**What is needed:** Reproduce the line that holds "written like [775,597]." together with all the lines after it up to the end of the entries.

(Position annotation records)
%%

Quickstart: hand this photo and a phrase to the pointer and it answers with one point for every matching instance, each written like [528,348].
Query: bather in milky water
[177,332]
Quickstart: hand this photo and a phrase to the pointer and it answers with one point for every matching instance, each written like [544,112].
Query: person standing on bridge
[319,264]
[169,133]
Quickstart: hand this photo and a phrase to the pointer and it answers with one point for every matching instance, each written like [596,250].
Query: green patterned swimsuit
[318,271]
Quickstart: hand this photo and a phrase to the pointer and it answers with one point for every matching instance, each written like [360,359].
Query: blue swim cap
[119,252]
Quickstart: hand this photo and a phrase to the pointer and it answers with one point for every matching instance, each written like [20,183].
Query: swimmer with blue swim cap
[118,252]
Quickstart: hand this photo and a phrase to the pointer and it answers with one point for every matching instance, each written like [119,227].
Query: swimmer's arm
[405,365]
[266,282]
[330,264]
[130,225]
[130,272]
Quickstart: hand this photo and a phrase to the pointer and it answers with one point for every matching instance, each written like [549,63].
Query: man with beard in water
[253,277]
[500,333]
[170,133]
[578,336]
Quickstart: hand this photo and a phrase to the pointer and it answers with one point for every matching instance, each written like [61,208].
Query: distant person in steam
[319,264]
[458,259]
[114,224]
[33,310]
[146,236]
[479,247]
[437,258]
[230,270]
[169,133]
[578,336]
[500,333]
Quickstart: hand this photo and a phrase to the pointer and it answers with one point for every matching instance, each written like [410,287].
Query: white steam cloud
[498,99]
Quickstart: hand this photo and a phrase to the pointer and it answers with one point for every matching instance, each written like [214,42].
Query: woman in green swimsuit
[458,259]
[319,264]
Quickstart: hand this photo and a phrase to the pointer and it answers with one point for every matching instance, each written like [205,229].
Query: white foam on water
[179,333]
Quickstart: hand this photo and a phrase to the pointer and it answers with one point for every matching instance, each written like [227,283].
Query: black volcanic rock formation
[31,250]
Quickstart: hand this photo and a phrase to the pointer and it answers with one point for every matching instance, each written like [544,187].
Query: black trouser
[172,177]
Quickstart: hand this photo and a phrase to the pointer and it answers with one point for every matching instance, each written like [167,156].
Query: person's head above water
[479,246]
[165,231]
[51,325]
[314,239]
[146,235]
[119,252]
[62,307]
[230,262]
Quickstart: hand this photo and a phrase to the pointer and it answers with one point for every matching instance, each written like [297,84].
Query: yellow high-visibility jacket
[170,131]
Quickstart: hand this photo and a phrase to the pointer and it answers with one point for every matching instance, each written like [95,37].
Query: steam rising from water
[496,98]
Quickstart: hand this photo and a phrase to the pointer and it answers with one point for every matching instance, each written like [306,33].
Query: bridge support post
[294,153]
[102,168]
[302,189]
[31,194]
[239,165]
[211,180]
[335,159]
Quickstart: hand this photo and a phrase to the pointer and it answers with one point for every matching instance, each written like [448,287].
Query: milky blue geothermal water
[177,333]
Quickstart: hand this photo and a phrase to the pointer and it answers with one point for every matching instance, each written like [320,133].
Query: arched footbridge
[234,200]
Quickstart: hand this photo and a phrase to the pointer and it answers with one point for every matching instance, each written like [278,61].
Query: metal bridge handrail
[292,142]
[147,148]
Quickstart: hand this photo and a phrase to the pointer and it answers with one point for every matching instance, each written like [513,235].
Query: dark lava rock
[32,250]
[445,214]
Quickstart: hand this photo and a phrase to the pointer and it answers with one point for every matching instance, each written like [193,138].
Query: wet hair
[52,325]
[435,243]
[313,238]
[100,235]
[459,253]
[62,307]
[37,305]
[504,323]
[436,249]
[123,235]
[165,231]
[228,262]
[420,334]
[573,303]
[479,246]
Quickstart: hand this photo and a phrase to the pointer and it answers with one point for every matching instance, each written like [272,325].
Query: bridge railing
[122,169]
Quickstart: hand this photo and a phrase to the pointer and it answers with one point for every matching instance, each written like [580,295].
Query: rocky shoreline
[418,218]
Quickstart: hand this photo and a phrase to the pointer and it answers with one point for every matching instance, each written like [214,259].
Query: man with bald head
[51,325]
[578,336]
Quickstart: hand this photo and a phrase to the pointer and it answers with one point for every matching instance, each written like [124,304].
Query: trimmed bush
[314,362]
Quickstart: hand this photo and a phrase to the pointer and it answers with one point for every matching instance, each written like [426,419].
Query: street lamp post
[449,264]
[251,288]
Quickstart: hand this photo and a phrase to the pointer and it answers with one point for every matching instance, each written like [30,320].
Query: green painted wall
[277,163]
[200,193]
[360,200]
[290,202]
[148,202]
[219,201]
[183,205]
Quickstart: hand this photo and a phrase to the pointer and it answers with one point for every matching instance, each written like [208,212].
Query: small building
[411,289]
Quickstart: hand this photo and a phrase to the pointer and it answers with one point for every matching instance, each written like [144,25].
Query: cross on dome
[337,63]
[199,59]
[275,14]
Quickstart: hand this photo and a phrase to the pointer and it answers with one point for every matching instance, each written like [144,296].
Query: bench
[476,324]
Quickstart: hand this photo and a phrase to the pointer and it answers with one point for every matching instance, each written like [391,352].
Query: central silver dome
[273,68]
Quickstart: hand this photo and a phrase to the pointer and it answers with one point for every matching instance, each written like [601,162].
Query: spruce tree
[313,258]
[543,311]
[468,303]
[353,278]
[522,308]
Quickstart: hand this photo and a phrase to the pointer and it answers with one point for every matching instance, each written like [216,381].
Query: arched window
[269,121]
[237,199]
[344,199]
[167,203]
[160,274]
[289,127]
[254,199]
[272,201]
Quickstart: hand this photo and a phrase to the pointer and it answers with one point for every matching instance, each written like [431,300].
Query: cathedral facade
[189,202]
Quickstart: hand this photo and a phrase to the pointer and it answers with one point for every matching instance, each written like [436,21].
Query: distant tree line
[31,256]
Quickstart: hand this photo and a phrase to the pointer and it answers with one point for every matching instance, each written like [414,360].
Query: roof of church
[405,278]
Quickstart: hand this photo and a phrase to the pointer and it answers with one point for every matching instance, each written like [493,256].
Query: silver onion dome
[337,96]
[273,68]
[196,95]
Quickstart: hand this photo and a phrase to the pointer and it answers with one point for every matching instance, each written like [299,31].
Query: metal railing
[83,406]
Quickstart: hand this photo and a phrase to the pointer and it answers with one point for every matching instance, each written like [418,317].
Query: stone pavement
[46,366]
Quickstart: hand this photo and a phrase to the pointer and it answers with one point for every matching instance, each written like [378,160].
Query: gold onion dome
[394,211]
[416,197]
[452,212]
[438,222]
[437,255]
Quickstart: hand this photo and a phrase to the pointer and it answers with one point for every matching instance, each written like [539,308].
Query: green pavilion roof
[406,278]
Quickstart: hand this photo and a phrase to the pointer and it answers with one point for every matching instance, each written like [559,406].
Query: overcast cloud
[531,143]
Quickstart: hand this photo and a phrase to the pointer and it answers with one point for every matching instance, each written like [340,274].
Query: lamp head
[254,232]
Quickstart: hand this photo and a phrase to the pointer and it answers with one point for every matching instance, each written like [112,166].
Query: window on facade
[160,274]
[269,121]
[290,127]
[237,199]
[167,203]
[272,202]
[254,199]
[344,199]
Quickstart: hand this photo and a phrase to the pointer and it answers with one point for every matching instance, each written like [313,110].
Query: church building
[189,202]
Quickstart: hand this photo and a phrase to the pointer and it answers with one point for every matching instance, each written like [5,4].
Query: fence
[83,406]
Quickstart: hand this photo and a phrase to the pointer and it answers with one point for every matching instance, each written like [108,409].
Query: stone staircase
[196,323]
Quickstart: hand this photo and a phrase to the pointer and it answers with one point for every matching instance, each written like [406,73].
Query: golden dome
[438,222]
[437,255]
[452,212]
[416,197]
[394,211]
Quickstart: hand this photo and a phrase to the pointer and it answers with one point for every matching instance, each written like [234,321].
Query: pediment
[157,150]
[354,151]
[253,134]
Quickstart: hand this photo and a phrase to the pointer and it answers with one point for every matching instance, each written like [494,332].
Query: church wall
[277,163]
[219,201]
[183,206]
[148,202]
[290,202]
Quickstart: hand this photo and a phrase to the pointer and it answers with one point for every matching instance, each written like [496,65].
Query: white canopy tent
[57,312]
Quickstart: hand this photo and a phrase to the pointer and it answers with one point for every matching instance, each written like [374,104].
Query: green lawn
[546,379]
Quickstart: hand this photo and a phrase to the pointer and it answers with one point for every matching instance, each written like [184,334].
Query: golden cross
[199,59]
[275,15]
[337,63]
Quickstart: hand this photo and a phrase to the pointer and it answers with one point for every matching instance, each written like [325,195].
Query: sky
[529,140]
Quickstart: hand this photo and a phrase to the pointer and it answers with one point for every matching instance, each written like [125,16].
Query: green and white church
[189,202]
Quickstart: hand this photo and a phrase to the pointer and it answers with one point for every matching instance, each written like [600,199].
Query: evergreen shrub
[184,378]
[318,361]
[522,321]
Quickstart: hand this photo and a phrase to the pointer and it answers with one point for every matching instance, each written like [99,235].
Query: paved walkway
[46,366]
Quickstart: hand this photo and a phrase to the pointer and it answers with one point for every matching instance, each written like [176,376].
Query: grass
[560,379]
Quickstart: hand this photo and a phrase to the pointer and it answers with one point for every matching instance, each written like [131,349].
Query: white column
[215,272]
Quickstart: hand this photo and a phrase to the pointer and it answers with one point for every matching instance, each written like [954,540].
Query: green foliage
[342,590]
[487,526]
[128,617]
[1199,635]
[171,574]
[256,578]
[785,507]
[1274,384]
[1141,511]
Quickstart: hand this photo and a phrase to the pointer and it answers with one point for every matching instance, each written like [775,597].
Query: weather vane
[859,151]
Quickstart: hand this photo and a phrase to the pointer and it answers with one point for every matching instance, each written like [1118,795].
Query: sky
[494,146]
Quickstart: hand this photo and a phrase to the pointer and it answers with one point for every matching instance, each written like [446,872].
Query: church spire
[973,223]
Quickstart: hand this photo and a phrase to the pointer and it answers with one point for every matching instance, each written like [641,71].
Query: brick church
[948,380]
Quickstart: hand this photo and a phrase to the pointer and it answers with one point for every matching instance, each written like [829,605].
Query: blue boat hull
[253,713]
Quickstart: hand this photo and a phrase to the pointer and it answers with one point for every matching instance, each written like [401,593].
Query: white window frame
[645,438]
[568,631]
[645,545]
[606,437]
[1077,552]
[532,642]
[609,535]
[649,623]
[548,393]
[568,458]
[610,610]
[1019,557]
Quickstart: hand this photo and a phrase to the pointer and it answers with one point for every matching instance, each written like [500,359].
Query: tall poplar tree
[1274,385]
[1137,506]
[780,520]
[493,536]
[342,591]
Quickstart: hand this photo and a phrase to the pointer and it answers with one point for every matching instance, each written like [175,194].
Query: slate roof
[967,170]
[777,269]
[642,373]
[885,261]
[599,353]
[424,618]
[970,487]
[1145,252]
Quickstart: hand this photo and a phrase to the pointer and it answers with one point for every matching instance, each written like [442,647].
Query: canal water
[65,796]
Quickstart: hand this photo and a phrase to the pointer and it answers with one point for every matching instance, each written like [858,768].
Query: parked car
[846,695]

%%

**Output for this exercise:**
Quickstart: hand this photo and a phrase to the pointer and it answers with one point for every matching instance, each written like [775,597].
Query: weather vane
[859,151]
Quickstart: hand this photo and a phrase to the pointer and it answers with one point for every matching instance, each written like [1118,795].
Query: sky
[494,146]
Quickstart: hand this photo and a phrase to the pointer and it answers with one point for every matching instance, each written like [446,872].
Query: church spire
[973,223]
Quickstart: hand this photo and a phrase to the pointer and it answers with one point for every matching instance, each written like [641,71].
Query: brick church
[948,380]
Quickstart: hand this photo and a phrase to the pointer and it answers with one point for every matching instance, each written like [829,605].
Query: blue boat hull
[253,713]
Quickstart: hand this photo and a phrase to the pointer and it answers with one point for every matching instance, each written like [401,593].
Query: white window frame
[645,438]
[568,631]
[645,545]
[606,437]
[1077,552]
[532,642]
[609,535]
[649,623]
[548,393]
[568,458]
[610,610]
[1019,557]
Quickstart: hand this photo and a phrase to the pointer and it answers with one point for every matching instance, each written like [500,359].
Query: tall poplar tree
[1274,385]
[1137,506]
[780,520]
[493,536]
[342,591]
Quickstart: hand this photo and a phrase to the pointer and it answers with one point for every matching instance, each written like [175,194].
Query: slate roof
[967,170]
[777,269]
[642,373]
[885,261]
[599,353]
[424,618]
[970,487]
[1145,252]
Quickstart: hand this photo and a phrase to the pointer and it answers with one point for every matching instance, each written like [442,647].
Query: canal water
[65,796]
Quickstart: hand this photo and a phrase to the pointer and it answers with one point for every matching instance, each written like [858,768].
Query: parked car
[846,695]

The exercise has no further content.